▶ [Selected text]:
Prefabricated Construction Growing in Popularity

According to a recent report published by Technavio (www.technavio.com), a global technology research and advisory firm, the global prefabricated construction market is expected to grow at a compound annual growth rate (CAGR) of between 6 and 7 percent until 2020. Technavio values the prefabricated construction market at about $79 million in 2015 and expects it to reach over $110 million by 2020.

Why is the technology gaining popularity? There are several reasons, most related to energy savings, both in the manufacturing of the units, as well as with the final products in place.

That is, according to the report, construction companies around the globe are focusing on minimizing their energy consumption levels. Many are seeking to achieve green building certifications, such as LEED (the U.S. Green Building Council's certification) and BREEAM (the U.K.-based Building Research Establishment Environmental Assessment Method).

Construction companies are finding that prefabricated construction not only helps to reduce waste of construction materials during building projects, but also can incorporate technologies that automatically lower the energy consumption in the buildings once they are in use.

One growing trend that is making prefabricated construction even more popular is the growth of "smart cities." A smart city is an urban development concept that integrates multiple information and communication technology solutions in a secure fashion to manage a city's assets, such as departmental information systems, schools, libraries, transportation systems, hospitals, power plants, water supply networks, waste management, law enforcement and other community services.

These days, advocates of smart cities are finding the energy efficiency benefits of prefabricated construction to be very appealing.

▶ [Information provided]:
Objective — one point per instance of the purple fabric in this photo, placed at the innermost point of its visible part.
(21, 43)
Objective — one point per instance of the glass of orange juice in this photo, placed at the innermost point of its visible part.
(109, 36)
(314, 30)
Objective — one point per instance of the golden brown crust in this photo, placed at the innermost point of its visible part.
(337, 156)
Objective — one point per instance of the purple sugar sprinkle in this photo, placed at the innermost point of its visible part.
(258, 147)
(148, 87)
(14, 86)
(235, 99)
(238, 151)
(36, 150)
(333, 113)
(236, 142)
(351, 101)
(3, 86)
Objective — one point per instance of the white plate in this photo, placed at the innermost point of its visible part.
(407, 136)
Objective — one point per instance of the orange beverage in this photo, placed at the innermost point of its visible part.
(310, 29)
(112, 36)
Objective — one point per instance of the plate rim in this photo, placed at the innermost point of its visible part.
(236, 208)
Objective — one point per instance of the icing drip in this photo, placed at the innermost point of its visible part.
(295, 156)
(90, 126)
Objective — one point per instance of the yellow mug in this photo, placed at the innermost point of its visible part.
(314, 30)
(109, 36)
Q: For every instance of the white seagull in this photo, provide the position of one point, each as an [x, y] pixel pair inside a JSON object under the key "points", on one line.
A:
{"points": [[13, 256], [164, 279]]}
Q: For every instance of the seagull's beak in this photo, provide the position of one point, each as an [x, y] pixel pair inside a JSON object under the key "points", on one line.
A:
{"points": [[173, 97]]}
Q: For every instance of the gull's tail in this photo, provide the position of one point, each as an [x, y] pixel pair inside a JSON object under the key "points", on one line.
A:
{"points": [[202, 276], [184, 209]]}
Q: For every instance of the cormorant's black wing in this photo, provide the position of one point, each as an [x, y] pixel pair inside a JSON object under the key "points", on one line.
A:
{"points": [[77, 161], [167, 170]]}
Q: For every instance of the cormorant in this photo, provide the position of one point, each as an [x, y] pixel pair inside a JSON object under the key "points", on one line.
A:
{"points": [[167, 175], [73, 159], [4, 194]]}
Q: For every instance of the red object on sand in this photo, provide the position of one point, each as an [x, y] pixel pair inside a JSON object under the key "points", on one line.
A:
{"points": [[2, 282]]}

▶ [Instructions]:
A. List every organization named in the article on prefabricated construction.
B. Echo the part of the article on prefabricated construction starting at "Prefabricated Construction Growing" and ending at "products in place.".
The rows are separate material and have no connection to the article on prefabricated construction.

▶ [Problem solutions]:
A. Technavio, the U.S. Green Building Council, the Building Research Establishment

B.
Prefabricated Construction Growing in Popularity

According to a recent report published by Technavio (www.technavio.com), a global technology research and advisory firm, the global prefabricated construction market is expected to grow at a compound annual growth rate (CAGR) of between 6 and 7 percent until 2020. Technavio values the prefabricated construction market at about $79 million in 2015 and expects it to reach over $110 million by 2020.

Why is the technology gaining popularity? There are several reasons, most related to energy savings, both in the manufacturing of the units, as well as with the final products in place.